▸ **Task requirements**
Pull every line from the data below that contains the word "naming", counting only matches with the same capitalization.

□ □ □ □

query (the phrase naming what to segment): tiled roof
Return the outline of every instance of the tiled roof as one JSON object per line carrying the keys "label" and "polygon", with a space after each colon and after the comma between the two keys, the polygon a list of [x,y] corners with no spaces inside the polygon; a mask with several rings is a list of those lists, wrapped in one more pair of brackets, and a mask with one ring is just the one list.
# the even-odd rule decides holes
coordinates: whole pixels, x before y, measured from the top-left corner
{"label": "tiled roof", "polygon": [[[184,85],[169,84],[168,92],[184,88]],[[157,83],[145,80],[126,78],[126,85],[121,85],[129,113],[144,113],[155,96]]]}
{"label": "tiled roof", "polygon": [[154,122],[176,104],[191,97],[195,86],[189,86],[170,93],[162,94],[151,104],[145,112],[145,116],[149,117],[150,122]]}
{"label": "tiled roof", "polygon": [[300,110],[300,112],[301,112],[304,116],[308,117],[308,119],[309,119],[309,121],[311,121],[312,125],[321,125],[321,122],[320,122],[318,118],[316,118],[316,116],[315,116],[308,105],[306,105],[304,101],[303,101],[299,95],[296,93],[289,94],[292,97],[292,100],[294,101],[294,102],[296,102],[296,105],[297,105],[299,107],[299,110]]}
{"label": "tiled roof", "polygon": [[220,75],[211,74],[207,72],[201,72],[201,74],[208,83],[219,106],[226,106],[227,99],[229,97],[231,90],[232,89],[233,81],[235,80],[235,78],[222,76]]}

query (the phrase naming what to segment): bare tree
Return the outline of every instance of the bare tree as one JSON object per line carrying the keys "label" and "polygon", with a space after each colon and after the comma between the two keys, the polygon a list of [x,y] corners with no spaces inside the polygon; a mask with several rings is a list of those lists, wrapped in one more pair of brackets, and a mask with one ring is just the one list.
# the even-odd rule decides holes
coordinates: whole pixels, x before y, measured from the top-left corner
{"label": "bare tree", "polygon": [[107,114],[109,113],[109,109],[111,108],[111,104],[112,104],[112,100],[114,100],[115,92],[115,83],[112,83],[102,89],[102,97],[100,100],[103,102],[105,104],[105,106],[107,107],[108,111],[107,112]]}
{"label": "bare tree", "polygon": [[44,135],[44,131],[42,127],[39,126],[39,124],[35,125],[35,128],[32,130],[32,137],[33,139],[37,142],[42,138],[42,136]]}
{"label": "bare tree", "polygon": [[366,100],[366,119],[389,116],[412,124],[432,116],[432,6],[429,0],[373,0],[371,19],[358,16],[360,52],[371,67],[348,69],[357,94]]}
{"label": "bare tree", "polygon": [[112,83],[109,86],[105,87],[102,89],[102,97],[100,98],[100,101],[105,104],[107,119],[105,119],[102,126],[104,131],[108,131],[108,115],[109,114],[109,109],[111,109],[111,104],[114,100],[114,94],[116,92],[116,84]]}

□ □ □ □

▸ **Solution below**
query (the phrase naming what to segment): tiled roof
query (the phrase naming what to segment): bare tree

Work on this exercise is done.